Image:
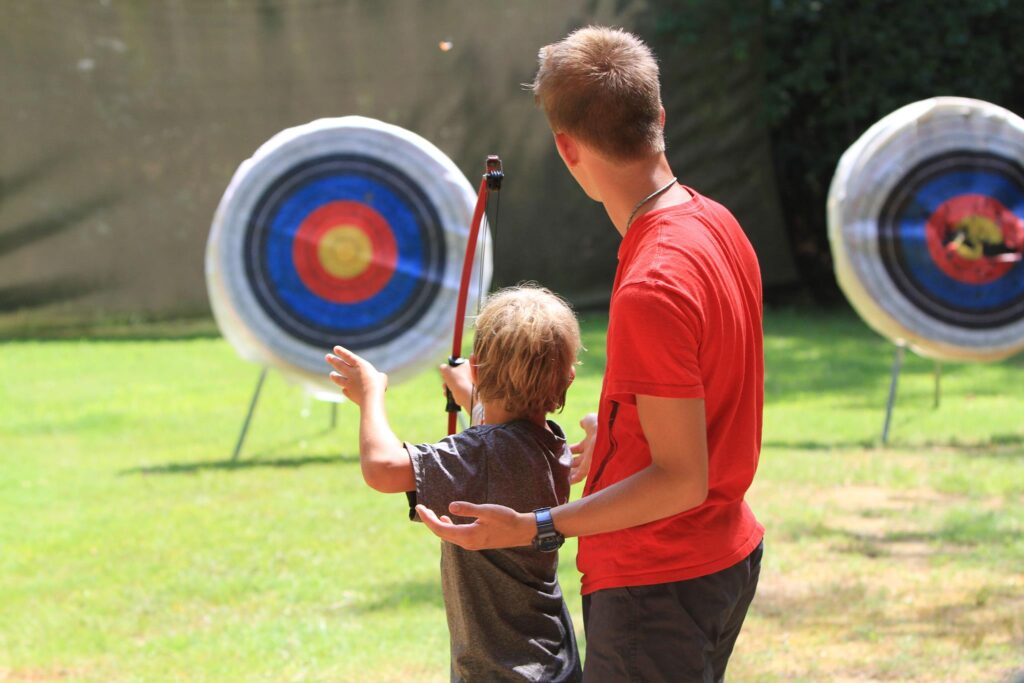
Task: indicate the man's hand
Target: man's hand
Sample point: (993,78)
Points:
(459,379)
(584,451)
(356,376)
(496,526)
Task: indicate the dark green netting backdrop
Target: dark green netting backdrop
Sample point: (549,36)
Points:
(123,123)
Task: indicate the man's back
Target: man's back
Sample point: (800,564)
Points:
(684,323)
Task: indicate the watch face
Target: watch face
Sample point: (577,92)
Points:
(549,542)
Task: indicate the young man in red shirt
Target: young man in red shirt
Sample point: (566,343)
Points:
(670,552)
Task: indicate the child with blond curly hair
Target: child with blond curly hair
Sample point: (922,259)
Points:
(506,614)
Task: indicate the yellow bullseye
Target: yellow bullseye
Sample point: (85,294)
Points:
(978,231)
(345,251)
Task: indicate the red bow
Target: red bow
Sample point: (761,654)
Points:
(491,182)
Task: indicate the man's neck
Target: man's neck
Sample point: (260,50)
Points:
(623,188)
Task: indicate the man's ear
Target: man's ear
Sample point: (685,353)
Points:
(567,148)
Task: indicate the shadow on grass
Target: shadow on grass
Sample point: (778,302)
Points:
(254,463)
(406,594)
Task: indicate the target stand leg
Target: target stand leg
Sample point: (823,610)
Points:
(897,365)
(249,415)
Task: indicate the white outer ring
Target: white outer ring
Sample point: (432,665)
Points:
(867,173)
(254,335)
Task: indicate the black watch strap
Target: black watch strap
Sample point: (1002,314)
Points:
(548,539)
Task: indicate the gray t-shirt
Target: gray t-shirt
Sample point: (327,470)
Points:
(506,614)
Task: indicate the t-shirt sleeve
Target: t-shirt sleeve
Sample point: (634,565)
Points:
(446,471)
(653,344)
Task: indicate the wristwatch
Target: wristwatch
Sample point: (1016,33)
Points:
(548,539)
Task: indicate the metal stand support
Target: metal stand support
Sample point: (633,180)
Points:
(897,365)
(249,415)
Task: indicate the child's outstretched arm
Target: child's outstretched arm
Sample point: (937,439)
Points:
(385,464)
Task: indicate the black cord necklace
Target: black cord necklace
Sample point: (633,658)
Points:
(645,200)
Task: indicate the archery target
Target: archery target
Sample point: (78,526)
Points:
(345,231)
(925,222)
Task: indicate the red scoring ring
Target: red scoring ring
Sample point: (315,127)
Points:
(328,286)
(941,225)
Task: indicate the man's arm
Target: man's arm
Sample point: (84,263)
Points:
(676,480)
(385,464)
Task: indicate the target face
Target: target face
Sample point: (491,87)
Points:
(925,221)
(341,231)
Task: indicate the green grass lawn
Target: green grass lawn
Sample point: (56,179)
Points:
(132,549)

·····

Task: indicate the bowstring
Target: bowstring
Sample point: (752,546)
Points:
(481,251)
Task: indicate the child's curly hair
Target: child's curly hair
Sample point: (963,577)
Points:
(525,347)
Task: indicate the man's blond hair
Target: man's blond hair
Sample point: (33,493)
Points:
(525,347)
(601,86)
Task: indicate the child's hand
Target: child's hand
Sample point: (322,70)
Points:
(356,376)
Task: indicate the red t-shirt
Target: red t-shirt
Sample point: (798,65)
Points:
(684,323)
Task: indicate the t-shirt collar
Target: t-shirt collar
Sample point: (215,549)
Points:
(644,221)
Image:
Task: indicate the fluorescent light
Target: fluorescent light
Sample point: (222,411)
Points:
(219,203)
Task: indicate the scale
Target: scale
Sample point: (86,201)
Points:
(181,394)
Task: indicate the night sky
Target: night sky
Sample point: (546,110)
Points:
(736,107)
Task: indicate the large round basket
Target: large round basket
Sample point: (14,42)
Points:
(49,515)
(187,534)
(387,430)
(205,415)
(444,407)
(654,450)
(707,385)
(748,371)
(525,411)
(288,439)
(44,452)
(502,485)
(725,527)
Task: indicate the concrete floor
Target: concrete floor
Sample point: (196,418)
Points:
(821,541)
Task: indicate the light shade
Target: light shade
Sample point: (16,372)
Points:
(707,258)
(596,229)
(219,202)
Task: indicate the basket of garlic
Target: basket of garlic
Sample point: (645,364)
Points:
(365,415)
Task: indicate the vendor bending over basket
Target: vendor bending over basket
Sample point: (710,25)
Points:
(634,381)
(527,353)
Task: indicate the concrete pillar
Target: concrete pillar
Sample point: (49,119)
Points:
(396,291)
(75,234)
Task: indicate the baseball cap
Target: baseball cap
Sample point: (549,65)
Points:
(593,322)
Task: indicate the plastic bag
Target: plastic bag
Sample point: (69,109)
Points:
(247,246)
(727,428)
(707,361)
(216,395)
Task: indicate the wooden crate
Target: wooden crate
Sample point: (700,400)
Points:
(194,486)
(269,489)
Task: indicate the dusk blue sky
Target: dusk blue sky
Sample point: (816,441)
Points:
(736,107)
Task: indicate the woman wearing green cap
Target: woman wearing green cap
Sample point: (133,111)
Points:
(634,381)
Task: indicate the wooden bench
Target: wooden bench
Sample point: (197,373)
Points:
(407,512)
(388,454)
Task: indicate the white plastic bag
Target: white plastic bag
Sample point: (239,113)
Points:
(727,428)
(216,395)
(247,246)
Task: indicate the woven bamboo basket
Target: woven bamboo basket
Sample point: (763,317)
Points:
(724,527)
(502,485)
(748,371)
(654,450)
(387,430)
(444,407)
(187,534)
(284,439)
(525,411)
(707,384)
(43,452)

·····

**Work required**:
State only the number of lines in the records that contain the string "concrete", treating uppercase and lowercase letters as distinct.

**Written answer**:
4